### [What to work on]
The response must reproduce exactly every line of the material below holding the word "indicate".

### [Exercise data]
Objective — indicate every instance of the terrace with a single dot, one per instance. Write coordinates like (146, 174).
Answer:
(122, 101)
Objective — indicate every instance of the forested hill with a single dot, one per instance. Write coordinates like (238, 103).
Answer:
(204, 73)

---

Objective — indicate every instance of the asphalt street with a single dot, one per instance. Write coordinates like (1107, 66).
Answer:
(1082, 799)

### [Task answer]
Objective — indicate every instance of the terrace with a single dot, one per instance. Write coordinates like (146, 174).
Objective — indicate every instance of the forested hill with a single dot, one per instance. Write coordinates like (238, 103).
Objective — indicate every instance of the asphalt street with a single dot, one per instance. Write coordinates like (1107, 66).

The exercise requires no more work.